[WORK INSTRUCTIONS]
Repeat each of the items below word for word, changing nothing.

▼▼▼

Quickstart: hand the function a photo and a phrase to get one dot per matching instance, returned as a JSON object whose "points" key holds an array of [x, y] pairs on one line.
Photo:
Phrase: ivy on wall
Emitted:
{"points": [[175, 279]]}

▲▲▲

[ANSWER TO THE TASK]
Quickstart: hand the function a photo and a phrase to get one dot per matching instance, returned as a JSON object whose "points" key holds an array of [x, y] pairs on one line.
Photo:
Phrase: ivy on wall
Emitted:
{"points": [[175, 279]]}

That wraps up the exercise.